- [Brief A]:
Please answer these from the preprocessing notebook, one line each:
(i) Which file is loaded to read the directory paths?
(ii) What is the default root data path?
(iii) Which config key supplies the root directory?
- [Brief B]:
Write the next part of the preprocessing notebook, starting after its final line of code.

- [Reading text]:
========================================
# Preprocessing and Mask-creating pipeline

## Imports

In [None]:
import os
from src.utils import load_yaml, build_paths

## Config loading and folder structure creation

Firstly, we need to load the configuration file, where the paths of the directories that will be used during preprocessing, mask generation, and mask fusing are specified.

**Prerequisites:**
- Existing folders and files in root directory:
    - `./data/raw-train/images/`
    - `./data/raw-train/tiger-coco.json`
    - `/data/raw-test/images/`
    - `/data/raw-test/masks/`
    - `./data/processed-train/`
    - `/data/processed-test/`
 
You can easily change the root data path `./data` and all the other paths based on your preference in the `./configs/paths.yaml` file. 

In [None]:
# Load the config where paths are specified
paths = load_yaml("./configs/paths.yaml")

In [None]:
paths["pseudo_mask_dirs"]["all"]

In [None]:
# Root
root = paths["root_data_dir"]

# First level paths
raw_train = os.path.join(root, paths["raw_train"])
raw_test = os.path.join(root, paths["raw_test"])
processed_train = os.path.join(root, paths["processed_train"])
processed_test = os.path.join(root, paths["processed_test"])
========================================
- [Supplied material]:

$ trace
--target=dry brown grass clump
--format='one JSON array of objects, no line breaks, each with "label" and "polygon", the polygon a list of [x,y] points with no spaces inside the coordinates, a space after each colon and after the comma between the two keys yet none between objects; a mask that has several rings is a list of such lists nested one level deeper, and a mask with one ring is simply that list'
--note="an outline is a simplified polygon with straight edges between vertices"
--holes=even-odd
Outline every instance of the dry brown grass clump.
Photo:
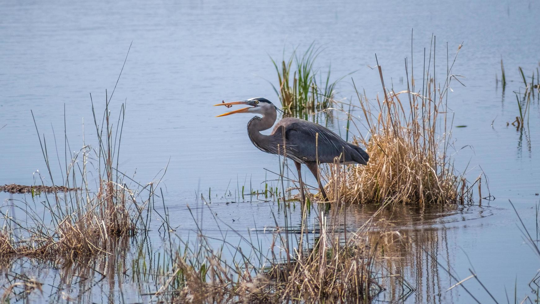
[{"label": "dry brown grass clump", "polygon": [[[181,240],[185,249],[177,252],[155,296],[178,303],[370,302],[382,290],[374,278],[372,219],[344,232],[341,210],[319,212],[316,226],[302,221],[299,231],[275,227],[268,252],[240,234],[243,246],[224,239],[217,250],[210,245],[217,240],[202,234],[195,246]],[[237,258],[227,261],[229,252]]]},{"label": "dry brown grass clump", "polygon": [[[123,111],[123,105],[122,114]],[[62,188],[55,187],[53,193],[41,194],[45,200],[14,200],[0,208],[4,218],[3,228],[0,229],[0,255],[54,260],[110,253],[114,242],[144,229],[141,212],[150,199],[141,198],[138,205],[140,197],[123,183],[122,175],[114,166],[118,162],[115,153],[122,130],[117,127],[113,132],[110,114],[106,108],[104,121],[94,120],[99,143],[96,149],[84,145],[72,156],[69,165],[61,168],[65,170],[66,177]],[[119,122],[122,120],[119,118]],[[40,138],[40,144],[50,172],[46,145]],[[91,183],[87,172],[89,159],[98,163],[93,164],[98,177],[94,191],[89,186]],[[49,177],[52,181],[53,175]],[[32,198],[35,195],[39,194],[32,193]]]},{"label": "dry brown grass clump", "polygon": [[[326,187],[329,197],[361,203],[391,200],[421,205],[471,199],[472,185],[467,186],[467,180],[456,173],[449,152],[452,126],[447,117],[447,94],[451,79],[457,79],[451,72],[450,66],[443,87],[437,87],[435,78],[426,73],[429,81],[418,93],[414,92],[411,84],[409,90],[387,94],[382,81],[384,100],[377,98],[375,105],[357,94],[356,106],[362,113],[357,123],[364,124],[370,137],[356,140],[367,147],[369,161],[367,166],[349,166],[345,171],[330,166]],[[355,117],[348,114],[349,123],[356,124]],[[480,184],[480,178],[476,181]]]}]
========================================
- [Exercise output A]:
(i) `./configs/paths.yaml`
(ii) `./data`
(iii) `root_data_dir`

- [Exercise output B]:
# Path chunks
images = paths["images"]
masks = paths["masks"]
patches = paths["patches"]
tiger_annotations = paths["tiger_annotations"]
tnbc_binary_masks = paths["tnbc_binary_masks"]
scaled = paths["scaled"]
folds = paths["folds"]

# Image source chunks
eq = paths["source_dirs"]["raw_eq"]
normalized = paths["source_dirs"]["normalized"]
normalized_eq = paths["source_dirs"]["normalized_eq"]
hematoxylin = paths["source_dirs"]["hematoxylin"]
hematoxylin_eq = paths["source_dirs"]["hematoxylin_eq"]

# Raw data paths
raw_train_images = os.path.join(raw_train, images)
raw_test_images = os.path.join(raw_test, images)
raw_test_masks = os.path.join(raw_test, masks)

# Processed train data paths
train_eq = os.path.join(processed_train, eq)
train_normalized = os.path.join(processed_train, normalized)
train_normalized_eq = os.path.join(processed_train, normalized_eq)
train_hematoxylin = os.path.join(processed_train, hematoxylin)
train_hematoxylin_eq = os.path.join(processed_train, hematoxylin_eq)
train_patches = os.path.join(processed_train, patches)
train_masks = os.path.join(processed_train, masks)

# Paths where created pseudo-masks will be stored
train_pseudo_masks_all = build_paths(train_masks, paths["pseudo_mask_dirs"]["all"])
train_pseudo_masks_best_75 = build_paths(train_masks, paths["pseudo_mask_dirs"]["best_75"])
train_pseudo_masks_best_50 = build_paths(train_masks, paths["pseudo_mask_dirs"]["best_50"])
train_pseudo_masks_best_25 = build_paths(train_masks, paths["pseudo_mask_dirs"]["best_25"])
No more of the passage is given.